### WHAT IS EXPECTED:
Look through the entries below and show every line containing the word "parked".

### DATA FOR THIS TASK:
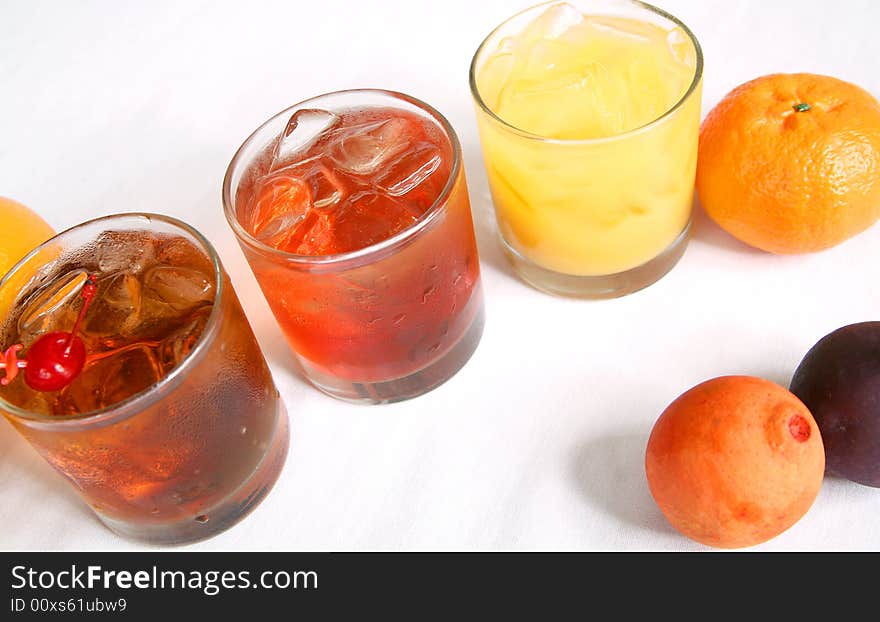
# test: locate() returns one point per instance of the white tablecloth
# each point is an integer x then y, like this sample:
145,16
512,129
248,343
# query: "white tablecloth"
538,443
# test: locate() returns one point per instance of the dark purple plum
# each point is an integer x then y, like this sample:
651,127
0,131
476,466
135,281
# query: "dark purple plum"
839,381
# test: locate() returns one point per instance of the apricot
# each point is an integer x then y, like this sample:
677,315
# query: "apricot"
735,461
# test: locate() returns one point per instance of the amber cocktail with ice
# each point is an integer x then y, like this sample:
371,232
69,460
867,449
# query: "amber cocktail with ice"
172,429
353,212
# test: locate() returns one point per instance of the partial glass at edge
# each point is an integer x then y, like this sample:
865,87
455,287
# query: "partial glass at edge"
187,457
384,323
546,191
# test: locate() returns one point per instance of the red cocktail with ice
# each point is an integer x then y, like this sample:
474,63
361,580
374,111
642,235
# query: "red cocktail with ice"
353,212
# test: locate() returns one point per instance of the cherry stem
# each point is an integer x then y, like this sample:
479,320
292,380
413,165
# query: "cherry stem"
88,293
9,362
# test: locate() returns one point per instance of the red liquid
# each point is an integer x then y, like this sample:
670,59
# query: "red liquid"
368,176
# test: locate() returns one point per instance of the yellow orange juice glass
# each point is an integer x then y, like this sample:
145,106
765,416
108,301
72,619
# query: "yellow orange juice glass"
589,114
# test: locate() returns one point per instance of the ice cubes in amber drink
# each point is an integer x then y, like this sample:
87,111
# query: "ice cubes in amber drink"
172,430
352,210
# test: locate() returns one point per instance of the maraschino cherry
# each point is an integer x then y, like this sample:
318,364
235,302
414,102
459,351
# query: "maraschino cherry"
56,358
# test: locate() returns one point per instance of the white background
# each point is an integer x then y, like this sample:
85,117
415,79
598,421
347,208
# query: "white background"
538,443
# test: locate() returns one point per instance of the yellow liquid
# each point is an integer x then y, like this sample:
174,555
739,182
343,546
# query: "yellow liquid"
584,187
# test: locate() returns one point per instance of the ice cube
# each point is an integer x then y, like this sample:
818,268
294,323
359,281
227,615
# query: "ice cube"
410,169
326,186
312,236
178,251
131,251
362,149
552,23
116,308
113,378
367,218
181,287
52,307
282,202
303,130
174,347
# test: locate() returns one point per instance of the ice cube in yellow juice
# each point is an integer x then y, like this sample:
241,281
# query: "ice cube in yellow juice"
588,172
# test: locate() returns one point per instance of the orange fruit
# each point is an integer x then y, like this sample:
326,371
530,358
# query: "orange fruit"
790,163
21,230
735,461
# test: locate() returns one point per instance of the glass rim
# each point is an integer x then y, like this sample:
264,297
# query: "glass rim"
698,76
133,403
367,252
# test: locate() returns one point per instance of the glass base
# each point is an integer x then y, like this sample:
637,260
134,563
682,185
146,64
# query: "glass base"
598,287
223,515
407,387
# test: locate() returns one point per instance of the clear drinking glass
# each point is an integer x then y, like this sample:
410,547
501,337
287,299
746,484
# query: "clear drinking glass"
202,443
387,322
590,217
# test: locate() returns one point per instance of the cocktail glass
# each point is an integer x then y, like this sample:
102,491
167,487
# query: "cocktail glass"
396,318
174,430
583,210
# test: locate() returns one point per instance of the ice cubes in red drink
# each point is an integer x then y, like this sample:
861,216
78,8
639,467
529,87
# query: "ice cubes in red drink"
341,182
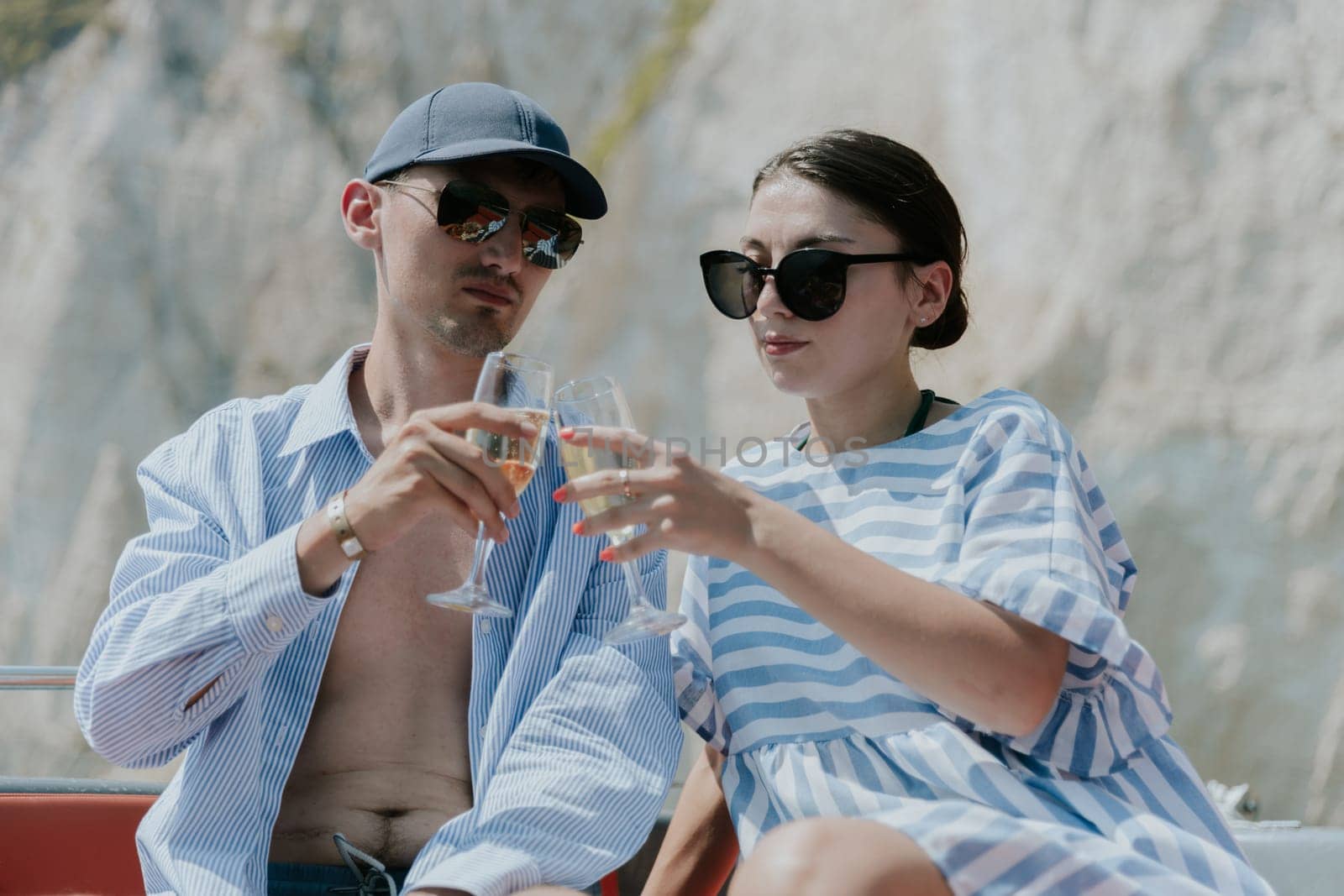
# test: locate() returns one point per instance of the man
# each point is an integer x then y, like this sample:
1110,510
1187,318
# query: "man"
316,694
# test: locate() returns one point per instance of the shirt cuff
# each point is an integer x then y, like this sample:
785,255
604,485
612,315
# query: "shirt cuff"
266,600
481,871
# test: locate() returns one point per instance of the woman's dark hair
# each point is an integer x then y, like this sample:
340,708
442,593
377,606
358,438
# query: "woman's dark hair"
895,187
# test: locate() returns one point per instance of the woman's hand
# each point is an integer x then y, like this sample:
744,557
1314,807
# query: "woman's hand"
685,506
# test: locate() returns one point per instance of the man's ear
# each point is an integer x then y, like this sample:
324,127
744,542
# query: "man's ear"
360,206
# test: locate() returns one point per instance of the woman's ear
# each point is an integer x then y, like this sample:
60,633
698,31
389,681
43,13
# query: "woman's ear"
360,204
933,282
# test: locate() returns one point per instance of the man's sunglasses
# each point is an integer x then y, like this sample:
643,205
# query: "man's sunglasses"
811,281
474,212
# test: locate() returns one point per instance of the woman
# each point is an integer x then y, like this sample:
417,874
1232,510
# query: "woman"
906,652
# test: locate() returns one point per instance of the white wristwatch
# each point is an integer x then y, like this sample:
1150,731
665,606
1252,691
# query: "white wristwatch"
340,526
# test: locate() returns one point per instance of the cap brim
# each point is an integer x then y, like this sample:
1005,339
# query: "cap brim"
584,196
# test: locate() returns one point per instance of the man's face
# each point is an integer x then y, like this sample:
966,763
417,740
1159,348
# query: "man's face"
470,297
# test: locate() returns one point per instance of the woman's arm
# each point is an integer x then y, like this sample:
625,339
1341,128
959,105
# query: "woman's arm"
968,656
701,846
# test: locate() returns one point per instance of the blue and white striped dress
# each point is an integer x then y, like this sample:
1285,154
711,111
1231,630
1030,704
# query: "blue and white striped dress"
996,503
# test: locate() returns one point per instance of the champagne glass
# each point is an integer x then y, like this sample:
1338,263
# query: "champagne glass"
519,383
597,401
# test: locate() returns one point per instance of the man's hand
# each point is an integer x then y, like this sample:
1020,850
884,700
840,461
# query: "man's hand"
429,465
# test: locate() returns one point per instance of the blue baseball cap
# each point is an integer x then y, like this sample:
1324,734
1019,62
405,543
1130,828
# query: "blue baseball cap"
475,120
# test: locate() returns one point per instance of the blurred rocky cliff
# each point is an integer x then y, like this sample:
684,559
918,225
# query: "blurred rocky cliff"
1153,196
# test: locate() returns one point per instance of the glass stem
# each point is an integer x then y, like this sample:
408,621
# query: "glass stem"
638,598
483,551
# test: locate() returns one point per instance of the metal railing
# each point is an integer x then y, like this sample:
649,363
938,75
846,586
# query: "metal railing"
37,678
--
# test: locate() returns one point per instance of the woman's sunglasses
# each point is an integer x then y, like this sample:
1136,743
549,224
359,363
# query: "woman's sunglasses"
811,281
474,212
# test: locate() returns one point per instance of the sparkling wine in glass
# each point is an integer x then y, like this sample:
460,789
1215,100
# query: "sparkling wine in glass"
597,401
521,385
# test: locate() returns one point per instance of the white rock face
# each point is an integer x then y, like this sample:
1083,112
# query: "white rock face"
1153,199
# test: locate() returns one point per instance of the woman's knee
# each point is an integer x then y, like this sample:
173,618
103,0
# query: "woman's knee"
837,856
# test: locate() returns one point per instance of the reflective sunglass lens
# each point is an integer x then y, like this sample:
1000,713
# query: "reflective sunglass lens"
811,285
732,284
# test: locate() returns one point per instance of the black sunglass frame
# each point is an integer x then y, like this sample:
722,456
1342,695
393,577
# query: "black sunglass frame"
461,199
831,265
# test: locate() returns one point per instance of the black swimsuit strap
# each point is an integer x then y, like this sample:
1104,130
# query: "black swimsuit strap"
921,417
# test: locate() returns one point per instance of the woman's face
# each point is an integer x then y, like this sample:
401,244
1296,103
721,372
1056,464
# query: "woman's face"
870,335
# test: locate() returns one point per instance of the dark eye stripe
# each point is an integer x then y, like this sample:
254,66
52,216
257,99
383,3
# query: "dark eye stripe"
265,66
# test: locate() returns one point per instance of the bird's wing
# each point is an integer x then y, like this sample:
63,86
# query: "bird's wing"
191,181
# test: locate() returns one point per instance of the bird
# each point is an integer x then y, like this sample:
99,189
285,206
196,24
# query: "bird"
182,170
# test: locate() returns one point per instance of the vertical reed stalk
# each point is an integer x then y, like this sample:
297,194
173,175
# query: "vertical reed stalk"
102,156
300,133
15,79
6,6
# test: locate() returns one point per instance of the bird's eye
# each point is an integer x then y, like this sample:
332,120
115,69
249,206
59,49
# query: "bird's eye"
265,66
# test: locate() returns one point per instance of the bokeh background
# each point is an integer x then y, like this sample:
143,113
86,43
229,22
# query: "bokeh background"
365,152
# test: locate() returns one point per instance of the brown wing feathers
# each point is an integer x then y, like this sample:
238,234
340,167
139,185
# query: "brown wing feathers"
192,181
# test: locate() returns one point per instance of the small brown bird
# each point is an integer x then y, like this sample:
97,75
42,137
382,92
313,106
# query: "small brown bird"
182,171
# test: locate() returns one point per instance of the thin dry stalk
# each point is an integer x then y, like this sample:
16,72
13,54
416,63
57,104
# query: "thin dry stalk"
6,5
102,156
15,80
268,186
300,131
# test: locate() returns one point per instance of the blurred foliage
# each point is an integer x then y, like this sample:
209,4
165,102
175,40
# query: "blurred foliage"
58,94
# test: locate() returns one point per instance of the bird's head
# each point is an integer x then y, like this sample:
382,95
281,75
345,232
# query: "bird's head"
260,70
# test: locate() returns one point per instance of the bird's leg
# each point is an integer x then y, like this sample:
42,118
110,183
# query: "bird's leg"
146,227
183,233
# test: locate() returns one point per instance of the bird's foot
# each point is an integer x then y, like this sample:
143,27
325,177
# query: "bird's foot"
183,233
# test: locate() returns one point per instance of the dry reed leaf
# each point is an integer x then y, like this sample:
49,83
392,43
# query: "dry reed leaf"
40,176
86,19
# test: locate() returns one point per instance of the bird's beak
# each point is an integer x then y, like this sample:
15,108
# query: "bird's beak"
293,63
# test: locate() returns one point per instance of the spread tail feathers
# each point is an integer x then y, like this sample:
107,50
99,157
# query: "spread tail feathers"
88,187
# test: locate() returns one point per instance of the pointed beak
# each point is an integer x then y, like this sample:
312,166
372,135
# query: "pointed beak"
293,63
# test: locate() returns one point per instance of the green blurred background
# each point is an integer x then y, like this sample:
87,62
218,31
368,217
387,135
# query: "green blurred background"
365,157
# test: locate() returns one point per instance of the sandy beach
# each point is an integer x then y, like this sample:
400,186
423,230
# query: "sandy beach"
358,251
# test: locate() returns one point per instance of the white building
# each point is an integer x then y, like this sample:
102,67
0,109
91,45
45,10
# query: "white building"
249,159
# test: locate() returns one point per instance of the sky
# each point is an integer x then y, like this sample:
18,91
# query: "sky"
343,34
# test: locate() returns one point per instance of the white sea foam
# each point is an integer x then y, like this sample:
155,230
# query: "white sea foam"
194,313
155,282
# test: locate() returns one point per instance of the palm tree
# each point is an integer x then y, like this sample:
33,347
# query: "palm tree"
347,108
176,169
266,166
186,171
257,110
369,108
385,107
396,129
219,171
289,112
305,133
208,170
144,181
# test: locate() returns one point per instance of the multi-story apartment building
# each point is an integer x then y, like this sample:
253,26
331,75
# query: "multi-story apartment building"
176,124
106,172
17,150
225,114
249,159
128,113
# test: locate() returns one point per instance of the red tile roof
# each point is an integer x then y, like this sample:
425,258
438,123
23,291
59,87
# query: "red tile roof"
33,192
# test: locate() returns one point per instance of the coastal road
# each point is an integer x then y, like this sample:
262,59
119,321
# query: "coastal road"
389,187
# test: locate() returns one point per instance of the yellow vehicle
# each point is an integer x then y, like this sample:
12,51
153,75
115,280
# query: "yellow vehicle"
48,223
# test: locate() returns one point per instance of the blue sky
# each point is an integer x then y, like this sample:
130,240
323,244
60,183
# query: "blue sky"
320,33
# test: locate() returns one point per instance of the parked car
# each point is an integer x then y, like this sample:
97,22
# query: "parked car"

### OUTPUT FOR THIS EXERCISE:
# test: locate() returns one point per instance of the parked car
# query: "parked car"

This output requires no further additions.